### Task goal
Down to the final line, reproduce the entries that follow exactly.

### The data
○ ○ ○ ○ ○

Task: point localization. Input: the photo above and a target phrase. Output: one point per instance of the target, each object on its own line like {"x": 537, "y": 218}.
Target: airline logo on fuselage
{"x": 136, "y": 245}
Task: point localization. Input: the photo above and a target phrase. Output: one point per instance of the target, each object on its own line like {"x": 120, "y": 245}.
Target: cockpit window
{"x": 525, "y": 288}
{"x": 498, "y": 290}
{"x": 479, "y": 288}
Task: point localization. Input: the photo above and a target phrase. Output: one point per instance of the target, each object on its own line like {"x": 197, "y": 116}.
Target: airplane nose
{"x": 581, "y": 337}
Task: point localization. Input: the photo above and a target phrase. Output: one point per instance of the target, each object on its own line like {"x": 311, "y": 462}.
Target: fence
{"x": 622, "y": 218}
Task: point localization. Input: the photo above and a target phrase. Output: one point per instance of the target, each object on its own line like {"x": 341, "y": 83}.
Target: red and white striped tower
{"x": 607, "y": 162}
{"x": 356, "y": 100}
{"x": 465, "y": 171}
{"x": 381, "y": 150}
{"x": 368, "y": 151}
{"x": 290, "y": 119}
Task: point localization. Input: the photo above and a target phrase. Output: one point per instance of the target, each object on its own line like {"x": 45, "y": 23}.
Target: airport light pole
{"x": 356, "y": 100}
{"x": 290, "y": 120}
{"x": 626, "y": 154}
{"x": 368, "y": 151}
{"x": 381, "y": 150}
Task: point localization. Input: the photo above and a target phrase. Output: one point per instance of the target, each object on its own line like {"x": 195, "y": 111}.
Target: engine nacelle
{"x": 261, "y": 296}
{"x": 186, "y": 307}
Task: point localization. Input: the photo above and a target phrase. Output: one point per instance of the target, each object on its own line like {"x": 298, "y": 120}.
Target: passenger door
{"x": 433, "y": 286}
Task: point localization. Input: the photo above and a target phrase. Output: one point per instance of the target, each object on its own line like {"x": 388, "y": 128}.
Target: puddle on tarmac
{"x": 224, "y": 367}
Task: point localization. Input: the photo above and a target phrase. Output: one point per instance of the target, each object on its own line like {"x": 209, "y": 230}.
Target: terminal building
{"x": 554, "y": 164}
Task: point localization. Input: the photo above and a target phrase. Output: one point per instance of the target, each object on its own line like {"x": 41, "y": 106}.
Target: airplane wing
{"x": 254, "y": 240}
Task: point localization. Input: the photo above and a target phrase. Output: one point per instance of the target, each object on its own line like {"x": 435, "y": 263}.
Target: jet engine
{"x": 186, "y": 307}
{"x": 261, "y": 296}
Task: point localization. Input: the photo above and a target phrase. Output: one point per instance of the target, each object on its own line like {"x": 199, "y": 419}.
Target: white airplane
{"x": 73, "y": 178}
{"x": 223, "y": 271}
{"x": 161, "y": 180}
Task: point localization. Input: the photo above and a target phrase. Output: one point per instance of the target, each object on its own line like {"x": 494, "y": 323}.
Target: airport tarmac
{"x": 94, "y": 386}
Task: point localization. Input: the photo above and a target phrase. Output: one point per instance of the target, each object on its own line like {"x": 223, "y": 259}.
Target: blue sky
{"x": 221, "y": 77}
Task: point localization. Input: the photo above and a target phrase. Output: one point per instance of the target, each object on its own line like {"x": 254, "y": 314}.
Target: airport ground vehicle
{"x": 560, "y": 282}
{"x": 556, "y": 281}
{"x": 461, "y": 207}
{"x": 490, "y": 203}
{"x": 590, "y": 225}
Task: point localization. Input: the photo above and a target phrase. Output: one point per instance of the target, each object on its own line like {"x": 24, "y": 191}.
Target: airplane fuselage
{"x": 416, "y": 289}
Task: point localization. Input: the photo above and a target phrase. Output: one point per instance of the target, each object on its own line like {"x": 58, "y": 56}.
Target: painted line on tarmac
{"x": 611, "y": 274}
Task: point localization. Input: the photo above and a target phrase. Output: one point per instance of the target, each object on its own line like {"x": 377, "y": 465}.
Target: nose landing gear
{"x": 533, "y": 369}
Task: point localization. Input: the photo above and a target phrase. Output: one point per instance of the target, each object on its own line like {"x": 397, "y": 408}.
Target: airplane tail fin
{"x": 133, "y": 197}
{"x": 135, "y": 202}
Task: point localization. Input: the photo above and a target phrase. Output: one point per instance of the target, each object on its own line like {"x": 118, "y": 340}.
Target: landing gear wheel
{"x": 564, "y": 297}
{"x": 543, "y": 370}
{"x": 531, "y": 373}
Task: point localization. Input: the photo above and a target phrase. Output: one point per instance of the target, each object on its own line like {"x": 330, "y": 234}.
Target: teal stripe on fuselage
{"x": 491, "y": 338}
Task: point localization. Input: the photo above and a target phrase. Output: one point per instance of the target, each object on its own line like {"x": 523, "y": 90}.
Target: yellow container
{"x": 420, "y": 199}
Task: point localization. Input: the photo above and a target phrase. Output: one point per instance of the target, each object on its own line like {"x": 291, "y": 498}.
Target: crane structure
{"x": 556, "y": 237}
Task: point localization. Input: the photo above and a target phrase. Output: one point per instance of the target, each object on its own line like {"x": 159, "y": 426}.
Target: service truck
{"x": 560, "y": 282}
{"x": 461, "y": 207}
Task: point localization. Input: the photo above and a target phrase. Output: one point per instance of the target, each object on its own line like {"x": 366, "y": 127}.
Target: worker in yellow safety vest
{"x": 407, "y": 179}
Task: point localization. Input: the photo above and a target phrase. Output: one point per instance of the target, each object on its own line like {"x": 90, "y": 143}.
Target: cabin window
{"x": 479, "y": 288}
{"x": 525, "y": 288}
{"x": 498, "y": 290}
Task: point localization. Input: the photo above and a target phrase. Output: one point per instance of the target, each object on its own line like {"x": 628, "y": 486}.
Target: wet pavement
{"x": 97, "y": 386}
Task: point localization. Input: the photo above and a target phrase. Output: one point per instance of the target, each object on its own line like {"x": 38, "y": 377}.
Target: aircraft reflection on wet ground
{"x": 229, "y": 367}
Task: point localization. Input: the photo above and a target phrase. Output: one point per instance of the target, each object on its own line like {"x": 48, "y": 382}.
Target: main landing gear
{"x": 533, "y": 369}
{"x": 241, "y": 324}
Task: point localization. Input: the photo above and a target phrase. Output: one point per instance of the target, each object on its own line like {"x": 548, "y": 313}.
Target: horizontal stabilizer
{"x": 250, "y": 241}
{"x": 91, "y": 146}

○ ○ ○ ○ ○

### Output for this task
Task: point localization. Input: the photo above and a target phrase. Output: one point per instance of the target, each object on its own line like {"x": 537, "y": 218}.
Target: airline logo on fuselage
{"x": 136, "y": 245}
Task: point localization. Input: the photo above and a target phrase. Output: one point per instance of the target, each object on its own line like {"x": 120, "y": 245}.
Target: cockpit window
{"x": 525, "y": 288}
{"x": 498, "y": 290}
{"x": 479, "y": 288}
Task: point localization. Input: the photo above and a target phrase. Output: one point per instance of the target, each object on its own line like {"x": 197, "y": 116}.
Target: airplane nose
{"x": 581, "y": 337}
Task: point localization. Input: the photo above and a target phrase. Output: one point per instance of the target, each object on its own line like {"x": 311, "y": 462}.
Target: fence
{"x": 622, "y": 218}
Task: point localization. Input: the photo above and a target phrase. Output: one point per instance of the target, each object on its own line like {"x": 341, "y": 83}.
Target: red and white striped tower
{"x": 607, "y": 162}
{"x": 356, "y": 100}
{"x": 465, "y": 171}
{"x": 381, "y": 150}
{"x": 368, "y": 151}
{"x": 290, "y": 119}
Task: point localization. Input: the photo above and a target phrase. Output: one point per instance of the target, each object on its own line like {"x": 45, "y": 23}.
Target: airport light pole
{"x": 356, "y": 100}
{"x": 290, "y": 120}
{"x": 626, "y": 154}
{"x": 368, "y": 151}
{"x": 381, "y": 150}
Task: point localization. Input: the photo above and a target phrase. Output: one point per instance of the target, each object on its own line like {"x": 195, "y": 111}.
Target: engine nacelle
{"x": 261, "y": 296}
{"x": 186, "y": 307}
Task: point localization. Input: the photo above and a target phrase. Output: one point per instance of the target, each object on its own line like {"x": 298, "y": 120}.
Target: passenger door
{"x": 433, "y": 286}
Task: point localization. Input: the photo above and a target phrase. Output: one point per instance of the target, each object on its own line like {"x": 388, "y": 128}.
Target: puddle on tarmac
{"x": 224, "y": 367}
Task: point localization. Input: the photo above and a target phrase. Output: one point per instance of the target, each object on its own line like {"x": 209, "y": 230}.
Target: terminal building
{"x": 554, "y": 164}
Task: point localization. Input: the photo above and a target phrase. Output: one point per instance of the target, each object on its own line like {"x": 41, "y": 106}.
Target: airplane wing
{"x": 254, "y": 240}
Task: point localization. Input: the photo above and a target phrase. Output: one point per instance of the target, each object on its own line like {"x": 435, "y": 263}.
Target: jet engine
{"x": 186, "y": 307}
{"x": 261, "y": 296}
Task: point localization. Input: the photo above and a target phrase. Output: one point per instance of the target, each object on its own line like {"x": 199, "y": 419}.
Target: white airplane
{"x": 73, "y": 178}
{"x": 223, "y": 271}
{"x": 161, "y": 180}
Task: point localization. Input: the photo above and a target phrase. Output: one point per instance of the target, each object on its own line like {"x": 494, "y": 323}.
Target: airport tarmac
{"x": 94, "y": 386}
Task: point localization. Input: the photo above and a target phrase. Output: one point per instance of the target, each object on its own line like {"x": 223, "y": 259}.
Target: blue sky
{"x": 221, "y": 77}
Task: point localization. Input: the photo above and a target phrase. Output: one point per instance of the target, each object on its own line like {"x": 254, "y": 314}.
Target: airport ground vehicle
{"x": 560, "y": 282}
{"x": 556, "y": 281}
{"x": 461, "y": 207}
{"x": 490, "y": 203}
{"x": 590, "y": 225}
Task: point localization. Input: the photo above and a target phrase. Output: one point per instance of the target, each object on its own line like {"x": 24, "y": 191}.
Target: airplane fuselage
{"x": 416, "y": 289}
Task: point localization. Input: the photo above and a target phrase. Output: one point per instance of the target, each object on its own line like {"x": 58, "y": 56}.
Target: painted line on tarmac
{"x": 611, "y": 274}
Task: point localization. Input: the photo above and a target phrase. Output: one point per instance of the target, each object on its own line like {"x": 377, "y": 465}.
Target: nose landing gear
{"x": 533, "y": 369}
Task: point localization. Input: the photo above and a target phrase. Output: one point per instance of the target, each object on its own line like {"x": 397, "y": 408}.
Target: airplane tail fin
{"x": 133, "y": 197}
{"x": 135, "y": 202}
Task: point localization. Input: the photo above and a target phrase. Output: one point per instance of the target, each object on its own line like {"x": 118, "y": 340}.
Target: landing gear wheel
{"x": 564, "y": 297}
{"x": 543, "y": 370}
{"x": 531, "y": 373}
Task: point localization. Input: the photo above and a target phrase. Output: one point per instance of the target, each object on its own line like {"x": 330, "y": 234}.
Target: teal stripe on fuselage
{"x": 491, "y": 338}
Task: point localization. Input: the photo above and a target phrase. Output: one point per instance of the target, each object on its own line like {"x": 523, "y": 90}.
Target: yellow container
{"x": 420, "y": 199}
Task: point localization. Input: the photo above and a target phrase. Output: one point per instance of the target, each object on its own line like {"x": 291, "y": 498}.
Target: crane structure
{"x": 556, "y": 237}
Task: point localization. Input: the photo above and a target phrase. Output: one point per instance of the target, each object on its own line like {"x": 159, "y": 426}.
Target: service truck
{"x": 560, "y": 282}
{"x": 461, "y": 207}
Task: point localization. Input: the photo above and a target phrase. Output: one point per instance of the target, each object on its own line like {"x": 366, "y": 127}.
Target: worker in yellow safety vest
{"x": 407, "y": 179}
Task: point localization. Input: the photo above and a target phrase. Output: one point per instance of the target, each object on its own line like {"x": 90, "y": 143}.
Target: cabin window
{"x": 479, "y": 288}
{"x": 525, "y": 288}
{"x": 498, "y": 290}
Task: point localization. Input: the photo above and a target phrase. Output: one point per instance of the target, each object on its own line like {"x": 628, "y": 486}.
Target: wet pavement
{"x": 97, "y": 386}
Task: point localization. Input: the photo above and a target phrase. Output: one point per instance of the target, each object on its own line like {"x": 38, "y": 377}.
Target: aircraft reflection on wet ground
{"x": 229, "y": 367}
Task: point localization. Input: the photo above and a target phrase. Output: one point per instance of the target, each object on its own line like {"x": 48, "y": 382}.
Target: main landing gear
{"x": 533, "y": 369}
{"x": 241, "y": 324}
Task: point localization. Input: the photo above and a target phrase. Output: one point per instance of the target, each object on its own line like {"x": 548, "y": 313}.
Target: horizontal stabilizer
{"x": 250, "y": 241}
{"x": 91, "y": 146}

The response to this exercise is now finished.